## Lista de tarefas
**A)** No texto sobre Almir Gabriel, a que partido pertence o vice-prefeito Anivaldo do Vale?
**B)** Por favor, transcreva do texto sobre Almir Gabriel o trecho que começa nas palavras que contêm "Longe foram esses" e vai até "canhestro ou mesquinho.".

## Texto em estudo
# # # # #
Quanto a Almir, não há dúvida ter sido médico – e, durante certo tempo, um bom médico. Nem por isso se sentiu eticamente impedido de apoiar o falso médico Duciomar Costa quando ele concorreu ao Senado como mais um “senador do governador”, que era Almir, pródigo no uso da máquina pública para os seus afilhados e, principalmente, acólitos (da sua insaciável vaidade).

O mundo girou desde então e agora as posições aparecem invertidas: o tacanho Duciomar era quem parecia dar nova vida ao semiarquivado Almir Gabriel, personagem da biografia que mais fotografias dedicou ao biografado nos anais dos livros humanos em todos os tempos.

O esquema parecia acertado – e, se fosse certo mesmo, já não seria bom: Almir seria o candidato do PTB de Duciomar; mas o prefeito apoiaria outro candidato, que seria o seu secretário e amigo do peito Sérgio Pimentel, em outro partido.

O risco para Amir de ser apenas o boi de piranha era grande. Mas parece que nem isso mais lhe resta. Fontes políticas garantem que ele não será mais o candidato do PTB, por um ou outro motivo (ou por todos eles, da rasteira de Duciomar à oposição da família, preocupada com as condições de saúde do ex-governador, considerada por outros como incapaz de resistir a uma campanha eleitoral), sacrificado pelo nome mais exuberante do invisível vice-prefeito Anivaldo do Vale, que é do PR.

Pode ser que tudo não passe de especulação para que mais especulação surja. Qualquer que venha a ser a decantação de tanta informação em circulação na praça, o certo é que talvez Almir Gabriel, o pregoeiro do novo Pará, o porta-estandarte da nova bandeira de dignificação do Estado, irá para casa (ou qualquer outro lugar) com um final mais melancólico do que o de Jarbas (que ele um dia declarou indigno) e Alacid (que o pôs na secretária de saúde do Estado no primeiro dos seus dois mandatos de governador), imaginando que o auxiliar jamais chegaria tão longe.

Longe foram esses líderes políticos do Pará. Caíram, porém, de uma forma súbita, cruel, paradoxal em relação ao que prometiam (e pretendiam) ser. Estes, pelo menos, já têm seu lugar marcado na história do Estado, mesmo que seja um lugar canhestro ou mesquinho.
# # # # #
## Dados fornecidos
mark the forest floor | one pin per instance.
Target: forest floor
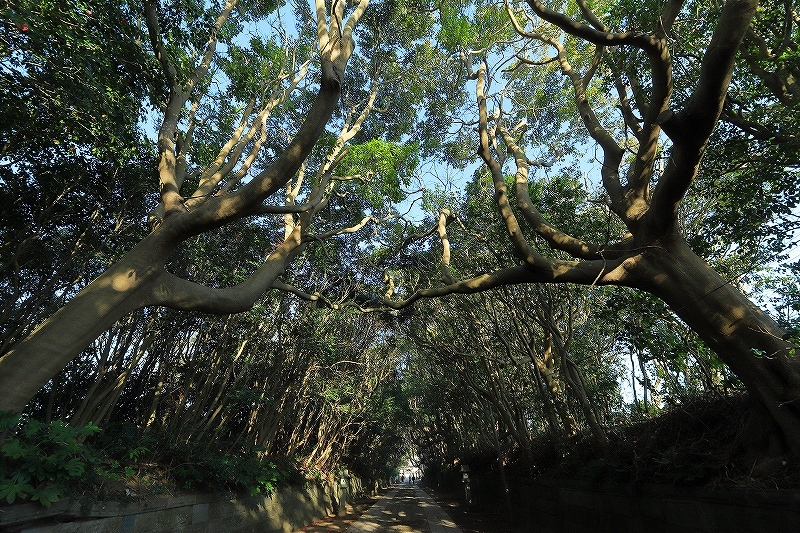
# # # # #
## Respostas numeradas
**A)** Ao PR.

**B)**
Longe foram esses líderes políticos do Pará. Caíram, porém, de uma forma súbita, cruel, paradoxal em relação ao que prometiam (e pretendiam) ser. Estes, pelo menos, já têm seu lugar marcado na história do Estado, mesmo que seja um lugar canhestro ou mesquinho.